Please rewrite the rows from the start up to and including the line with "[245, 228, 328, 232]", switching "countertop" to "worktop" and leaving everything else unchanged. Omit the pictures from your answer.
┄┄┄┄┄┄┄┄┄┄┄┄┄┄┄┄┄┄┄┄
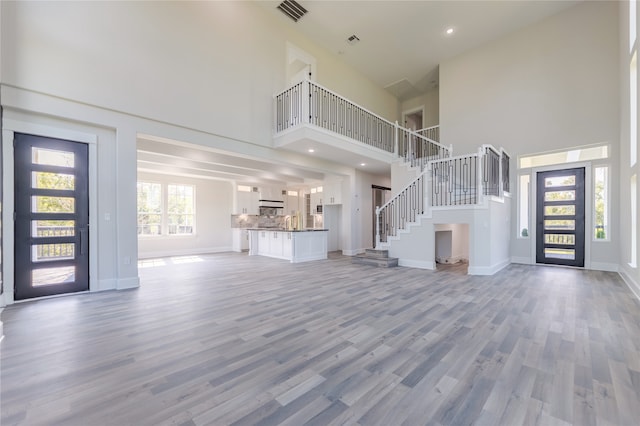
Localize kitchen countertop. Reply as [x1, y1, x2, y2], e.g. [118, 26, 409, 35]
[245, 228, 328, 232]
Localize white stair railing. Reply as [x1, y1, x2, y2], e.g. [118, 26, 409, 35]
[376, 145, 510, 248]
[416, 126, 440, 142]
[274, 80, 452, 160]
[397, 126, 453, 171]
[376, 170, 428, 248]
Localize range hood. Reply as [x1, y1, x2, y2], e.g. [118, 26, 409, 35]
[258, 200, 284, 209]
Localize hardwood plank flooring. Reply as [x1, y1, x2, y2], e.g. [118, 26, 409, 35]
[0, 253, 640, 426]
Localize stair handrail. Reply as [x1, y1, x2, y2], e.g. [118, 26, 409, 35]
[396, 126, 453, 170]
[375, 166, 428, 248]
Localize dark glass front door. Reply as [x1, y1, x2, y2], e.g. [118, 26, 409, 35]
[14, 134, 89, 300]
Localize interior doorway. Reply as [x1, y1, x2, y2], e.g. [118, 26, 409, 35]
[402, 106, 424, 131]
[371, 185, 391, 248]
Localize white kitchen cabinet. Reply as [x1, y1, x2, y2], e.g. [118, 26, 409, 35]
[231, 228, 249, 252]
[236, 191, 260, 215]
[310, 186, 324, 214]
[284, 195, 302, 215]
[324, 182, 342, 204]
[282, 232, 293, 259]
[249, 229, 327, 263]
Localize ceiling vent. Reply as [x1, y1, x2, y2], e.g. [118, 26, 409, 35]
[278, 0, 307, 22]
[347, 34, 360, 45]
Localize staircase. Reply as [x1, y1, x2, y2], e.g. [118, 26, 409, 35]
[274, 80, 510, 274]
[351, 249, 398, 268]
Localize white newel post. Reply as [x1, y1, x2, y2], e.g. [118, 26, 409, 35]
[477, 147, 484, 204]
[393, 120, 399, 157]
[300, 79, 312, 124]
[375, 206, 380, 250]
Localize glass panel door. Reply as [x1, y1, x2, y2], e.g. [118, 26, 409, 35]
[14, 134, 89, 300]
[536, 168, 584, 266]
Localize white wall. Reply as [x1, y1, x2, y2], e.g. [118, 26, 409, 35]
[138, 172, 233, 258]
[400, 88, 440, 128]
[440, 2, 622, 268]
[440, 2, 619, 158]
[618, 2, 640, 298]
[0, 2, 398, 303]
[2, 2, 398, 146]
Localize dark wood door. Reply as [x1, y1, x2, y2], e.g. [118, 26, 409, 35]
[14, 134, 89, 300]
[536, 168, 585, 267]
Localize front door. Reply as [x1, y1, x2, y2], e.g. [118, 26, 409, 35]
┄┄┄┄┄┄┄┄┄┄┄┄┄┄┄┄┄┄┄┄
* **FINISHED EXERCISE**:
Localize kitchen worktop. Reply as [x1, y1, x2, y2], e.g. [118, 26, 409, 35]
[245, 228, 328, 232]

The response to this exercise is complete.